WHAT IS EXPECTED => Write out the entire listing below exactly as it appears, minus any pictures.
------
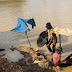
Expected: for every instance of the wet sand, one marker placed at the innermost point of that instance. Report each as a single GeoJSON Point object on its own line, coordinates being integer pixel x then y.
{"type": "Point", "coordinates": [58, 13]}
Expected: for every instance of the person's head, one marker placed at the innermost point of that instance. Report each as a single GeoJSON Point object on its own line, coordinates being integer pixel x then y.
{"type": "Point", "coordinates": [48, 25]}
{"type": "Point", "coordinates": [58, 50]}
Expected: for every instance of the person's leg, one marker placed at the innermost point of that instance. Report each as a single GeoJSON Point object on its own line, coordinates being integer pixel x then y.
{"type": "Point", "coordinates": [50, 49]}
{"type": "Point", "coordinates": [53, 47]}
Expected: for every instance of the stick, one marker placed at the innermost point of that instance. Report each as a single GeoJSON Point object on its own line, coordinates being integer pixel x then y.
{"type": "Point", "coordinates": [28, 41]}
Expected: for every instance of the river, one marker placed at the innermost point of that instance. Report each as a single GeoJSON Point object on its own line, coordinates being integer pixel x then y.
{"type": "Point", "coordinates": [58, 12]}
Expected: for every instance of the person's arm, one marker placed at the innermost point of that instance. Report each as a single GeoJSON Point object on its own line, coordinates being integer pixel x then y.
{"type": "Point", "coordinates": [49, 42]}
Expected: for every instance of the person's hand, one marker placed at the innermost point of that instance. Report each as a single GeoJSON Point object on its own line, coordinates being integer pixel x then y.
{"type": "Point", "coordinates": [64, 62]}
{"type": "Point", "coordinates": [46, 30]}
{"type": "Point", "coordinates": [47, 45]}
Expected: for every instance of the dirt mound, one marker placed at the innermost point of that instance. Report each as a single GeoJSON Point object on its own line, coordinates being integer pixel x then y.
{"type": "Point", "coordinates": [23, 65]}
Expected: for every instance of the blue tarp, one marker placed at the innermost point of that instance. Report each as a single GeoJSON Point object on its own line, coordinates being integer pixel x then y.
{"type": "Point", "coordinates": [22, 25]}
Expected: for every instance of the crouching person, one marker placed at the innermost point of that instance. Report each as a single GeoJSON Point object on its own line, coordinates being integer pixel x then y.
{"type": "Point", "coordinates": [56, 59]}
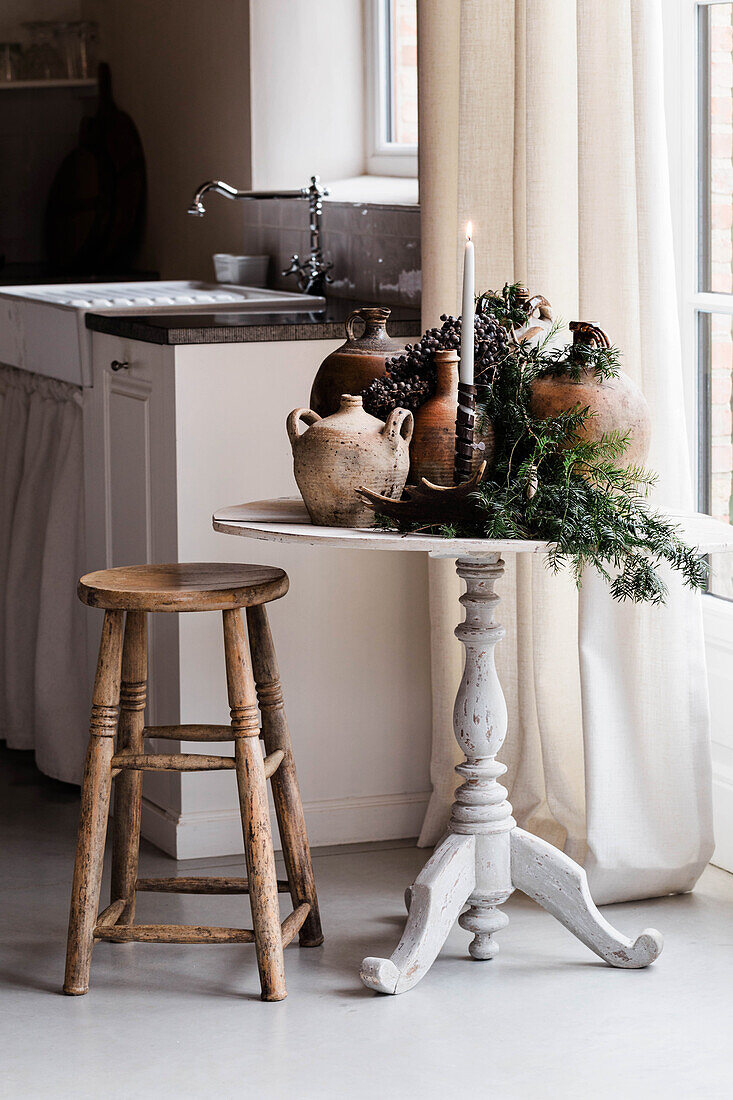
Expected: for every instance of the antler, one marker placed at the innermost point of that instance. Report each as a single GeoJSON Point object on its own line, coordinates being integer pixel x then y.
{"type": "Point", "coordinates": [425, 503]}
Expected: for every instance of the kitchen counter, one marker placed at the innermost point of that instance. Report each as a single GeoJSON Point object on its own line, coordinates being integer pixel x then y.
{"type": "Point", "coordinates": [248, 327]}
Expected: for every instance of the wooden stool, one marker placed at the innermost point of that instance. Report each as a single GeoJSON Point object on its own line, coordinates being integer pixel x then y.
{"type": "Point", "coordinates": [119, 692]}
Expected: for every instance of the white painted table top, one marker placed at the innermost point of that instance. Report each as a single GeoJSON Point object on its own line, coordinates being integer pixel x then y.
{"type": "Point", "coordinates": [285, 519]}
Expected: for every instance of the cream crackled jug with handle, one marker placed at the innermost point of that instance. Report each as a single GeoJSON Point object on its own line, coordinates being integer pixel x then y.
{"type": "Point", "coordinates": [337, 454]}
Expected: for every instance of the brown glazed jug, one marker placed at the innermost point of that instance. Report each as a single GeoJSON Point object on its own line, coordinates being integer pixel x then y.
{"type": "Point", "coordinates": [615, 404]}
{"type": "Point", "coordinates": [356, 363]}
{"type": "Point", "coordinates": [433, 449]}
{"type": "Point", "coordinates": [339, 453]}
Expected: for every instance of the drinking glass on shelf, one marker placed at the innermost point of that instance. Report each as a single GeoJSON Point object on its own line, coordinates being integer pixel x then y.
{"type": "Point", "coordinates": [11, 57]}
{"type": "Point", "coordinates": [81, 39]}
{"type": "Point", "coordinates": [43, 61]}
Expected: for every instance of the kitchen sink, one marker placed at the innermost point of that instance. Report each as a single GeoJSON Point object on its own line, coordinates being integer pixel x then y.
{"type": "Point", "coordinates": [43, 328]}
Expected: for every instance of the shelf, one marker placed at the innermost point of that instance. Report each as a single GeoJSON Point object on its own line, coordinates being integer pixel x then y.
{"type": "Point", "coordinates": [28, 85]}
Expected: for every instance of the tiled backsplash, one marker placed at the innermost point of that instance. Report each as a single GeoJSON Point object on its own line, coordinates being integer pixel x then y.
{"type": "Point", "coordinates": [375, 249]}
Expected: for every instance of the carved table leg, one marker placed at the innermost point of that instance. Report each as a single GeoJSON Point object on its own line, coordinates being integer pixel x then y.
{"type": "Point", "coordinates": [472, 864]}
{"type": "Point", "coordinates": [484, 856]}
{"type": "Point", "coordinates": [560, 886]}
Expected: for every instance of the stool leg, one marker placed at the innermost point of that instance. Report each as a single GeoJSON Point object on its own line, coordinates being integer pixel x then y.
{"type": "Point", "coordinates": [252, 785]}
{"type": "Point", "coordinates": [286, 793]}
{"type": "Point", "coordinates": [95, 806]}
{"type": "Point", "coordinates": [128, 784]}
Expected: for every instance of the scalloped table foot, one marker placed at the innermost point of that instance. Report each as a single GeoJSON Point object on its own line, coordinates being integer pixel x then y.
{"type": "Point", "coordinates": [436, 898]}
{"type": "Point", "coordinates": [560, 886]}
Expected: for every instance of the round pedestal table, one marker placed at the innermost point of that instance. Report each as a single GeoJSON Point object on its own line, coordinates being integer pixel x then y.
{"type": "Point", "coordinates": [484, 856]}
------
WRITTEN SOLUTION =>
Expected: for every instance of the wet sand, one marker placed at the innermost point of that instance. Report each as a single GeoJSON Point object on its own line, coordinates being integer pixel x then y.
{"type": "Point", "coordinates": [58, 13]}
Expected: for every instance of the person's head, one marker placed at the innermost point of that instance. Report each as a single GeoJSON Point object on its own line, coordinates being integer pixel x then y.
{"type": "Point", "coordinates": [48, 25]}
{"type": "Point", "coordinates": [58, 50]}
Expected: for every instance of the person's leg, one marker placed at the innermost point of that instance. Report each as a single GeoJSON Point object on its own line, coordinates being integer pixel x then y.
{"type": "Point", "coordinates": [50, 49]}
{"type": "Point", "coordinates": [53, 47]}
Expected: for every instance of the stick, one marker placed at the innermost point of that instance. Report each as a single GeoJSON Point object on its own line, coordinates being integer pixel x then y.
{"type": "Point", "coordinates": [28, 41]}
Expected: for every instance of the river, one marker placed at the innermost point of that instance. Report each as a single GeoJSON Point object on its own line, coordinates being integer pixel x then y.
{"type": "Point", "coordinates": [58, 12]}
Expected: for every instance of the person's arm, one marker placed at the innermost point of that instance. Report each as a single GeoJSON Point object on its own line, coordinates being integer pixel x then y.
{"type": "Point", "coordinates": [49, 42]}
Expected: for every instance of the person's hand, one marker placed at the innermost point of that instance. Report each as a single GeoJSON Point object on its own line, coordinates being integer pixel x then y.
{"type": "Point", "coordinates": [64, 62]}
{"type": "Point", "coordinates": [46, 30]}
{"type": "Point", "coordinates": [47, 45]}
Expected: for every instance of the dirt mound, one marker placed at the innermost point of that instance. Report each as a single GeoJSON Point object on its own line, coordinates being integer pixel x then y.
{"type": "Point", "coordinates": [23, 65]}
Expected: for every instance of the blue tarp, one marker placed at the innermost point of that instance. Report each as a single GeoJSON Point object on its own line, coordinates being integer pixel x then y.
{"type": "Point", "coordinates": [22, 25]}
Expected: for every instance of the crouching person, one marker placed at the innermost point of that instance. Report each as a single GeoJSON Point object on its own line, coordinates being integer pixel x then y.
{"type": "Point", "coordinates": [56, 59]}
Expected: for every instance of the antler, one marker placed at the innermost point of that instance. Report each as a single GeoJSON Point object on its own line, coordinates being integer pixel x then y.
{"type": "Point", "coordinates": [425, 503]}
Expected: for every instance of the kitchen counter, one marker placed at the innermost point of that instance. Report each as a single GeoJSON Point object on its own line, coordinates being integer pixel x then y.
{"type": "Point", "coordinates": [248, 327]}
Expected: for every instance of the wooden stool, one marker placed at the innermost point of that instance. Report each as a single GeoJSON Point object on its own line, coordinates being integer pixel x then y.
{"type": "Point", "coordinates": [119, 692]}
Expected: for every instance of the white painted table top, one marker placed at the innermost point of that instance. Report each as a single GeoJSON Point object on its own line, coordinates being integer pixel x then y.
{"type": "Point", "coordinates": [285, 519]}
Expected: for every instance of the cream crackled jug with handle, one marker placed at the innermost point of that instance. Report each as a single GeoJSON Point object on its own line, coordinates being integer pixel x then y.
{"type": "Point", "coordinates": [337, 454]}
Expected: for every instance of the brown glazed jug, one marker placed at the innermost point of that instance. Report each as a single GeoJSON Point object on its own line, coordinates being integer pixel x then y.
{"type": "Point", "coordinates": [615, 404]}
{"type": "Point", "coordinates": [356, 363]}
{"type": "Point", "coordinates": [433, 449]}
{"type": "Point", "coordinates": [339, 453]}
Expected: for every instance of the drinking glass on shelf, one marker placed at the innermost point of that instance. Report each as a single GeoJSON Point object on its own line, coordinates being integer pixel x then y.
{"type": "Point", "coordinates": [11, 57]}
{"type": "Point", "coordinates": [81, 39]}
{"type": "Point", "coordinates": [43, 61]}
Expected: for every instance of the kitchen sink, one marker placed at the innermost point of that instance. Report each as a single GeoJSON Point object on its own line, coordinates being integer pixel x then y.
{"type": "Point", "coordinates": [43, 328]}
Expected: for every instance of the shelf, one marker placed at the innermost point of that instance. Report each as a single GeoJSON Point object on its own line, coordinates being integer pixel x then y.
{"type": "Point", "coordinates": [28, 85]}
Expected: for every instance of the tiled backsplash, one marker placed at the innermost point of that instance. Report each as a single GeoJSON Point object on its own line, coordinates being integer pixel x then y.
{"type": "Point", "coordinates": [375, 249]}
Expected: for every instance of the carved table leg, one marker placed at the innermost point of that instance. Report each as a single GeoJSON Point object on its own line, coordinates being integer pixel x then y.
{"type": "Point", "coordinates": [472, 864]}
{"type": "Point", "coordinates": [484, 856]}
{"type": "Point", "coordinates": [560, 886]}
Expected: for every instance of the stool leg, one marker placed at the innermost point of that instance. Report each as a single GeoJSON Point object on its own line, coordinates being integer pixel x then y.
{"type": "Point", "coordinates": [252, 785]}
{"type": "Point", "coordinates": [286, 793]}
{"type": "Point", "coordinates": [95, 806]}
{"type": "Point", "coordinates": [128, 784]}
Expected: for every instance of the scalloped table foot, one marker placed at the innermost point of that instance. Report each as a single GeoJSON Point object on its own line, coordinates being integer pixel x then y.
{"type": "Point", "coordinates": [436, 898]}
{"type": "Point", "coordinates": [560, 886]}
Expected: for every instance of the round pedestal table, one marker placed at the innermost point of that instance. Report each as a single GeoJSON Point object on its own line, coordinates being integer pixel x then y.
{"type": "Point", "coordinates": [484, 856]}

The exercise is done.